» **Texte à lire**:
************

Kadhafi est parti, mais la violence et la terreur sont restées. L’unité nationale de façade qu’imposait le dictateur n’a jamais atténué les vieilles tensions tribales et régionales. Conflits qui resurgissent aujourd’hui radicalisés, sur fond de processus démocratique paralysé et d’ascension jihadiste.
Dans le cadre de ses synergies géopolitiques, le Diploweb.com est heureux de vous présenter une carte et un article extraits du n°65 d’Alternatives internationales, décembre 2014, pp. 48-51.
TROIS ANS après la chute du régime Kadhafi (1969-2011), la Libye apparaît plus divisée que jamais. Si la situation y est régulièrement qualifiée de « chaotique » par les grands médias français, elle relève pourtant d’une logique qui trouve son origine dans la sociologie et l’histoire de ce pays jeune dont la naissance comme État indépendant ne date que de 1951. La monarchie constitutionnelle libyenne voit alors le jour sous la forme d’une fédération des trois grandes entités qui existaient en tant que provinces autonomes sous l’Empire ottoman (1299-1922) : la Cyrénaïque à l’est, la Tripolitaine à l’ouest et le Fezzan au sud. Des entités que la colonisation italienne (1911-1943), puis l’occupation franco-britannique (1943-1951) avaient conservées. La découverte du pétrole au début des années 1960 et la volonté du roi Idriss, originaire de Cyrénaïque, de disposer d’un pouvoir centralisé pour assurer la gestion des revenus de l’or et la modernisation d’un pays qui compte alors parmi les plus pauvres de la planète, l’amènent – malgré l’opposition sévèrement réprimée de la Tripolitaine – à transformer en 1963 la fédération en un État unitaire. C’est donc une Libye à l’identité nationale incertaine, dominée par les rivalités entre tribus, villes et régions, et dont l’appareil militaro-sécuritaire et l’exploitation du pétrole ont été confiés à des conseillers et entreprises britanniques et américains, qui en 1969 connaît le coup d’État du colonel Kadhafi, originaire de l’ouest du pays. Le nouveau régime (Jamahiriya) affirme les principes de souveraineté nationale (fermeture des bases militaires étrangères, nationalisation du pétrole…) et affiche une volonté de construction d’un État moderne dépassant les clivages traditionnels tribaux et régionalistes. Si cette rhétorique nationaliste et révolutionnaire qui sera déployée pendant 42 ans a indéniablement contribué à la construction d’une identité nationale libyenne, la pratique politique de Kadhafi, fondée sur le clientélisme et l’exploitation des rivalités tribales et régionales pour asseoir son pouvoir et celui de ses affidés, n’ont fait qu’entretenir voire renforcer les divisions au sein de la société libyenne.

************

Éléments d'une collection d'étiquetage
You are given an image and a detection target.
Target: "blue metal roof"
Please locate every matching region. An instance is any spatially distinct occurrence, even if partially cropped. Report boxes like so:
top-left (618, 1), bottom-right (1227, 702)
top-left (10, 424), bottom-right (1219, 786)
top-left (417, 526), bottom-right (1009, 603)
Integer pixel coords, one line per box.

************

» **Exercice proposé**:
D'après le texte sur la Libye, en quelle année la fédération devient-elle un État unitaire ?

» **Corrigé**:
En 1963.